**Selected extract**
□ □ □
JR East’s Raise in Fares: Use Improved Earnings for Safe Operations
15:08 JST, December 10, 2024
Safe operations are of the utmost importance in the railroad business, which supports people’s daily lives. It is hoped that the improvement in earnings resulting from fare increases will be linked to passengers feeling a greater sense of security.
East Japan Railway Co. (JR East) has applied to the Land, Infrastructure, Transport and Tourism Ministry for a raise in its fares starting in March 2026. The average increase will be 7.1% for all areas within its jurisdiction.
Excluding fare increases due to consumption tax rate increases and other such factors, this is the first time since 1987, when the former state-run Japanese National Railways was privatized, that JR East will entirely revise its fares. The fare increases are expected to raise the company’s annual earnings by ¥88.1 billion.
In April this year, the ministry made the rules for calculating fares more flexible to make it easier to cover the costs of investments in safety measures and disaster recovery efforts.
JR East states that the reason for the fare increases, amid continuing high prices, is to ensure the cost of maintaining safe railway transportation and to promote the renewal of train cars.
The company says that capital investment costs are about ¥450 billion each year due to the aging of railroad infrastructure and the intensification of natural disasters caused by extreme climate events. It will be important to steadily allocate the greater earnings from fare increases to the strengthening of safety measures.
In September, JR East experienced a problem when a coupler joining cars of a Tohoku Shinkansen bullet train came off while it was running. It has also come to light that the company falsified data in the process of installing wheels and axles in the past.
Improved earnings will need to be allocated not only for maintaining facilities, but also for measures to secure and teach personnel, in order to thoroughly prevent the recurrence of such problems. The installation of platform sliding doors and the building of earthquake-resistant railroad facilities should also be hastened.
With the revision of its fares this time, the base fare on the Yamanote Line will increase from the current ¥150 to ¥160.
The fare between Tokyo and Yokohama will increase by ¥40 to ¥530. Commuter passes will see an average increase of 12%. In consideration of competition with other private railways, the fare structure, which has been kept low, will be reviewed. On the other hand, taking into account the increased burden on household finances, commuter passes for students taking local and other routes will remain unchanged.
Since the impact on passengers will be significant, it is hoped that JR East will make efforts to thoroughly explain the circumstances behind the fare structure changes, in addition to the fare increases.
Since the outbreak of the COVID-19 pandemic, the railroad business has been forced to undergo major changes due to the introduction of telecommuting, which has led to a decrease in the number of commuter pass users, among other reasons.
JR East’s passenger transport level in fiscal 2023 remained at less than 90% of the fiscal 2019 figure. Local lines, which are seeing a decrease in passengers, posted a deficit of ¥75.7 billion in fiscal 2023.
Under such a severe business environment, a move to increase fares is spreading to other operators, including Kyushu Railway Co., Hokkaido Railway Co. and other private railway companies.
Fare increases, in some respects, are causing people to use trains less. The diversification of earnings will be an issue to be addressed in order to maintain train route networks.
□ □ □
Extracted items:
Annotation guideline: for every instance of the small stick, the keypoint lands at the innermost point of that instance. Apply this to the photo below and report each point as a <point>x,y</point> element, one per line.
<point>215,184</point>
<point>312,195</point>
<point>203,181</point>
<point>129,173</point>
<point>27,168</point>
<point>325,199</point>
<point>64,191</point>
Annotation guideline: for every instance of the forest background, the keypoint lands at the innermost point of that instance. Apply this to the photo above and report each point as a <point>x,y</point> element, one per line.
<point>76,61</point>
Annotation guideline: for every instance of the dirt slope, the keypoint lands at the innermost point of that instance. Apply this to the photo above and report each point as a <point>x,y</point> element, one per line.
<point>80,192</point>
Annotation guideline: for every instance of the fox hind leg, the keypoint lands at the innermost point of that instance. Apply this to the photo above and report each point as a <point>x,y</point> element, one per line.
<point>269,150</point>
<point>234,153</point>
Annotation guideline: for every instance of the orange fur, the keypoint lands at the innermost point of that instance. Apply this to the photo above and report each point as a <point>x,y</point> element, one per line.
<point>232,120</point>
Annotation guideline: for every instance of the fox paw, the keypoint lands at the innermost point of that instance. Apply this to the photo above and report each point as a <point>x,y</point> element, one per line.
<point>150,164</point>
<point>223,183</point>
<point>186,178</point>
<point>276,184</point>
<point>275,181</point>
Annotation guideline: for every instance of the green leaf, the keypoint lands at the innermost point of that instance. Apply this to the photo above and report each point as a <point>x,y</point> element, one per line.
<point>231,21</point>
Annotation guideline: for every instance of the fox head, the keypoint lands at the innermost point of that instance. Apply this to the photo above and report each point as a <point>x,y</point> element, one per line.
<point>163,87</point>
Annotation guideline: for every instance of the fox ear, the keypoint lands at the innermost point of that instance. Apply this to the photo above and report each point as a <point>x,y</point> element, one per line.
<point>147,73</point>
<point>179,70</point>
□ □ □
**Task requirements**
(a) Answer these questions from the article on JR East's fare increase:
(i) What average fare increase has JR East applied for across all areas within its jurisdiction?
(ii) What will the base fare on the Yamanote Line be after the revision?
(iii) What deficit did JR East's local lines post in fiscal 2023?
(b) Extract from the article on JR East's fare increase the passage from "The fare between" up to and including "will remain unchanged.".
The items above were taken from a separate source.

**Answers to the exercises**
(a)
(i) 7.1%
(ii) ¥160
(iii) ¥75.7 billion

(b)
The fare between Tokyo and Yokohama will increase by ¥40 to ¥530. Commuter passes will see an average increase of 12%. In consideration of competition with other private railways, the fare structure, which has been kept low, will be reviewed. On the other hand, taking into account the increased burden on household finances, commuter passes for students taking local and other routes will remain unchanged.